▸ WHAT IS EXPECTED: Reproduce exactly the lines below, starting with the line that contains "spot the umbrella handle." and ending with the last line of the records, both included, and nothing else.

▸ Items listed in a dataset:
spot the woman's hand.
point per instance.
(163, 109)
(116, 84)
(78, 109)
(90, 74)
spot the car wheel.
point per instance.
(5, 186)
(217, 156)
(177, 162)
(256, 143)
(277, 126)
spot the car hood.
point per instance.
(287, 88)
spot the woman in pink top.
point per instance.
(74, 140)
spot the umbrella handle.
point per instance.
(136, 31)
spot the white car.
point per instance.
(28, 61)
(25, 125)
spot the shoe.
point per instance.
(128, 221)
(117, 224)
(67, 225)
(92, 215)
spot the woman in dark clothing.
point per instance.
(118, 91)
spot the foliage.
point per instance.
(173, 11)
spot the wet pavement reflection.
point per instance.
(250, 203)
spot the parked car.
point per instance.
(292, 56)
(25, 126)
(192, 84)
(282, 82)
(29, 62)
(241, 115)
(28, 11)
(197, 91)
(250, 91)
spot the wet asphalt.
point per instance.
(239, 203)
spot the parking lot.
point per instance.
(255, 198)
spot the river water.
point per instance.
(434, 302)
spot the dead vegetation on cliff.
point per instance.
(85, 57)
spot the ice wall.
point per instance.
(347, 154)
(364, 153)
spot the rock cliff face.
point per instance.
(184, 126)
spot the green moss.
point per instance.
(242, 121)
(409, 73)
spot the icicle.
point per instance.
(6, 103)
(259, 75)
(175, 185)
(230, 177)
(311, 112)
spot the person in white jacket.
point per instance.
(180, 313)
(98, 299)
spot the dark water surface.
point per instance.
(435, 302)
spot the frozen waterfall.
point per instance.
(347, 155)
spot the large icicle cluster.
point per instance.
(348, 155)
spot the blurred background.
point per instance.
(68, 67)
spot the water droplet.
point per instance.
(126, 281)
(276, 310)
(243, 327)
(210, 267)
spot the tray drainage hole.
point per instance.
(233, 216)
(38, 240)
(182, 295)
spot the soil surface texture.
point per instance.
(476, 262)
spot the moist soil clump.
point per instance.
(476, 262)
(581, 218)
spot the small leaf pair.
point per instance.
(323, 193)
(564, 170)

▸ ANSWER BOX:
spot the umbrella handle.
point per instance.
(136, 31)
spot the white car.
point per instance.
(28, 61)
(25, 125)
spot the shoe.
point per instance.
(128, 221)
(117, 224)
(67, 225)
(92, 215)
spot the woman in dark clothing.
point per instance.
(118, 91)
spot the foliage.
point per instance.
(173, 11)
spot the wet pavement reflection.
point per instance.
(250, 203)
spot the parked car.
point per instance.
(292, 56)
(25, 126)
(192, 84)
(282, 82)
(29, 62)
(241, 115)
(28, 11)
(197, 91)
(250, 91)
spot the wet asphalt.
point per instance.
(239, 203)
spot the parking lot.
point per instance.
(255, 198)
spot the river water.
point per instance.
(434, 302)
spot the dead vegetation on cliff.
point per instance.
(85, 57)
spot the ice wall.
point per instance.
(347, 154)
(364, 153)
spot the rock cliff face.
point per instance.
(184, 126)
spot the green moss.
point per instance.
(242, 121)
(409, 73)
spot the icicle.
point per instance.
(6, 103)
(259, 75)
(175, 185)
(230, 177)
(311, 112)
spot the person in white jacket.
point per instance.
(180, 313)
(98, 299)
spot the dark water surface.
point per instance.
(435, 302)
spot the frozen waterfall.
point per instance.
(347, 155)
spot the large icicle cluster.
point per instance.
(348, 155)
spot the blurred background.
point per instance.
(68, 67)
spot the water droplet.
point per instance.
(126, 281)
(276, 310)
(243, 327)
(210, 267)
spot the tray drainage hole.
point per instance.
(233, 216)
(38, 240)
(182, 295)
spot the soil surface texture.
point per instance.
(476, 262)
spot the moist soil clump.
point per instance.
(476, 262)
(581, 218)
spot the small leaf pair.
point per instance.
(323, 193)
(564, 170)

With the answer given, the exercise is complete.